Problem requirements
Scan the records for the word "below". Return each line where it is found.

Information given
# # # #

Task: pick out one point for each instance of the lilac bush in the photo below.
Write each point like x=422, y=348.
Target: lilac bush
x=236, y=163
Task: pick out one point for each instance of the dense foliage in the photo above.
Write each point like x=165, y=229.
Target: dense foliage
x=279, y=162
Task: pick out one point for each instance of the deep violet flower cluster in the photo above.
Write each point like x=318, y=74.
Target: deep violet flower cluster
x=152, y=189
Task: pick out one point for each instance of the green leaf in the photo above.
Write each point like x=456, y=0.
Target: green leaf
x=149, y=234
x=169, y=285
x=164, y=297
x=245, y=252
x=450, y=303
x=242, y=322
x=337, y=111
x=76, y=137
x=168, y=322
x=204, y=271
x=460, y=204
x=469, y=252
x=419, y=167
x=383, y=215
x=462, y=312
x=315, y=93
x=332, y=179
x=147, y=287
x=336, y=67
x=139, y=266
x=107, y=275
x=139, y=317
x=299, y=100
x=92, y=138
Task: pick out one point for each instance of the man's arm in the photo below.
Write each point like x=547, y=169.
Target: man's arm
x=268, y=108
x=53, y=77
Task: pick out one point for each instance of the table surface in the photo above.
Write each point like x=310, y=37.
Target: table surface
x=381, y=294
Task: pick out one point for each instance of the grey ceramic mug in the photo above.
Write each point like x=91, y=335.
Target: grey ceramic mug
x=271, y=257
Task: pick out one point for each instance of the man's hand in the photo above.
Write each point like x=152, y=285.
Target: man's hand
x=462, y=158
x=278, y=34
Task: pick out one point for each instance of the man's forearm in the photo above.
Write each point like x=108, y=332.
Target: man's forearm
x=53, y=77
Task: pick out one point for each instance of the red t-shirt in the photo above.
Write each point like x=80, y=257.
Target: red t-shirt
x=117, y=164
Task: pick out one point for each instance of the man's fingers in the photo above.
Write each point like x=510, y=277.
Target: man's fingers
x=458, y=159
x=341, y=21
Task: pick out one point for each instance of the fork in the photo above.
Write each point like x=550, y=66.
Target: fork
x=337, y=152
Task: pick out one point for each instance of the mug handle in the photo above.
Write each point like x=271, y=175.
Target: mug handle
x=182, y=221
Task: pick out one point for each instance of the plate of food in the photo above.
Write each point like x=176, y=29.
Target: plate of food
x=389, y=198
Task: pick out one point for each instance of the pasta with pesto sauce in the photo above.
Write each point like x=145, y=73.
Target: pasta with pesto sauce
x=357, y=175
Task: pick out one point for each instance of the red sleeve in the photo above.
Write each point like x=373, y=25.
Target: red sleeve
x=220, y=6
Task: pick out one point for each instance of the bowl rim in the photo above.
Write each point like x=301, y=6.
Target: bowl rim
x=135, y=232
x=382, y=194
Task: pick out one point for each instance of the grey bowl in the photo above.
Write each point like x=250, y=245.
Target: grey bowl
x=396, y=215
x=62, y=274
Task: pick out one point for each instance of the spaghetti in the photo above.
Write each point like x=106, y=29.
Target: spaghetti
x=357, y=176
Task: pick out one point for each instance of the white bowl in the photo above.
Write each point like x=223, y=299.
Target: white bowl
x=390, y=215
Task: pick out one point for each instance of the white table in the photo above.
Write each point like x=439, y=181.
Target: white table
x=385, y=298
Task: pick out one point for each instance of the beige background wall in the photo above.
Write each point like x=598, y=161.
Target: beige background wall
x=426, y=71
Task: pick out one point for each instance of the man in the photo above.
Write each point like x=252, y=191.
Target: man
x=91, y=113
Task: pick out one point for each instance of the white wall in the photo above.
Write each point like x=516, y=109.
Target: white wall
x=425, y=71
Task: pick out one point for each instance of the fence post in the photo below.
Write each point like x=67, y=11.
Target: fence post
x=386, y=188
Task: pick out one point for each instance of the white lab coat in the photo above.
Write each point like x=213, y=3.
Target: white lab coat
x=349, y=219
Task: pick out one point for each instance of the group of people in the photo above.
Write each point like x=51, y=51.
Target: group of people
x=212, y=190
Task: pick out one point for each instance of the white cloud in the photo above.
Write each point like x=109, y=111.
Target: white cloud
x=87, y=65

# # # #

Solution for this task
Task: pick out one point for each instance of the lilac bush in the photo below.
Task: pick out one point for each instance of the man's arm in the photo below.
Task: pick out one point for each instance of the fence post in the photo below.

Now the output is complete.